# [Excerpted text]
Romano slowly strolls into Trauma Yellow and sets his jaw. Then he sets aside his coffee cup, removes his stethoscope from around his neck, and shrugs off his long lab coat with difficulty. Off comes Go-Go-Gadget Heartbreak, which he stares at for a second, cradling it in his good hand before throwing it furiously through the window into Trauma Green. The glass shatters to match how he feels. A few people behind him stop and stare, confused, because that's what the stage directions told them to do.

(Image annotation data)
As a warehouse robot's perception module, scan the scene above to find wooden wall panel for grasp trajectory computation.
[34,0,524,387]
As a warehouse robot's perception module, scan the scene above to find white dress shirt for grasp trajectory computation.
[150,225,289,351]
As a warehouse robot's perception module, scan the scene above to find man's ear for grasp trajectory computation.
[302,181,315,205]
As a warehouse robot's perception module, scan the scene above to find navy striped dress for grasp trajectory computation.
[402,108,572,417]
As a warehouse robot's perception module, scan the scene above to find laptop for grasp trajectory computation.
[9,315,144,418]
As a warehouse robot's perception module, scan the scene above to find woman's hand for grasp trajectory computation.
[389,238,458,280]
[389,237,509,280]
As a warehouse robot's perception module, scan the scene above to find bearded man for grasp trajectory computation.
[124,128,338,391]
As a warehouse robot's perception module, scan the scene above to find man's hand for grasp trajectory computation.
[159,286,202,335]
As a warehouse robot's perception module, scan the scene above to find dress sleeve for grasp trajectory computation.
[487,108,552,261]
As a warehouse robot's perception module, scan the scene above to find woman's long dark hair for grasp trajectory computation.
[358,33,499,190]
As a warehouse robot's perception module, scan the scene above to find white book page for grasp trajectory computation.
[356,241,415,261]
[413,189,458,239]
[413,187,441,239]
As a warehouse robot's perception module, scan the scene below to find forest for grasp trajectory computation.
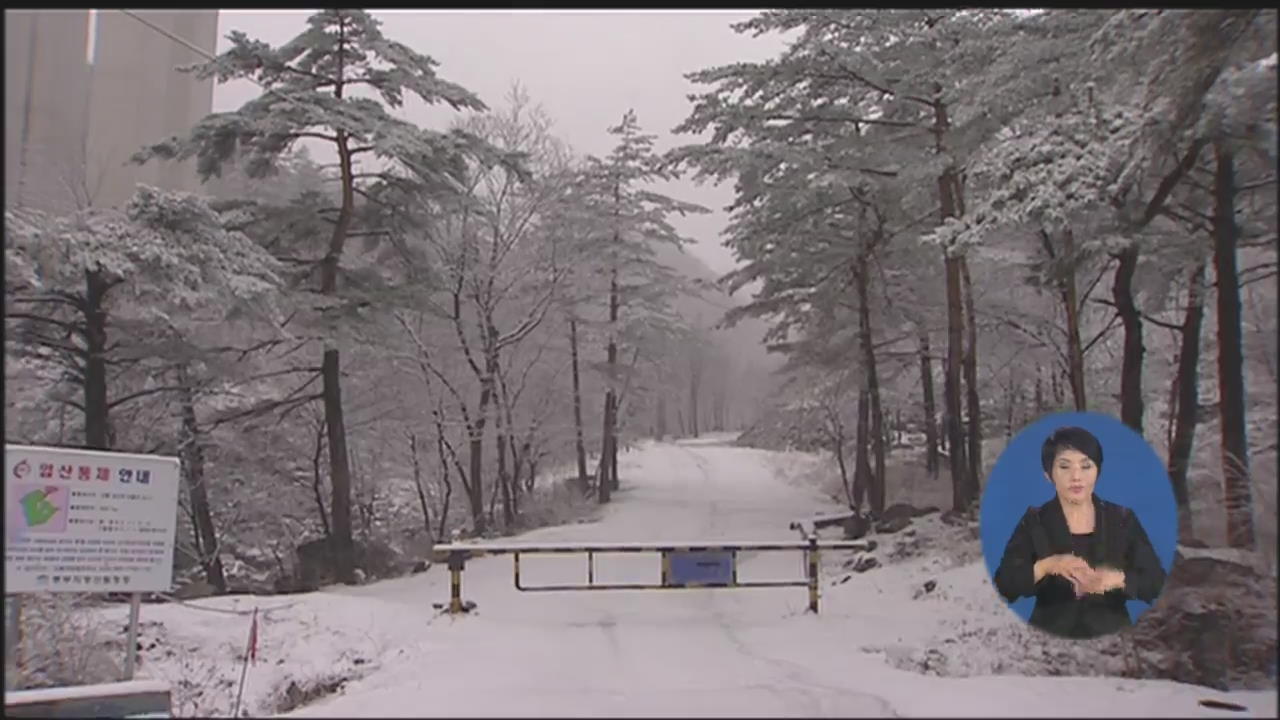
[5,9,1280,593]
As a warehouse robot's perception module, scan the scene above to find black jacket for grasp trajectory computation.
[995,495,1165,638]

# [Jobs]
A – Output the Romano passage between "Romano slowly strolls" and "them to do.", inclusive.
B – According to the Romano passage, why do the people behind Romano stop and stare?
These rows have nothing to do with the work here.

# [Problem solutions]
A –
Romano slowly strolls into Trauma Yellow and sets his jaw. Then he sets aside his coffee cup, removes his stethoscope from around his neck, and shrugs off his long lab coat with difficulty. Off comes Go-Go-Gadget Heartbreak, which he stares at for a second, cradling it in his good hand before throwing it furiously through the window into Trauma Green. The glass shatters to match how he feels. A few people behind him stop and stare, confused, because that's what the stage directions told them to do.

B – They stop and stare, confused, because the stage directions told them to.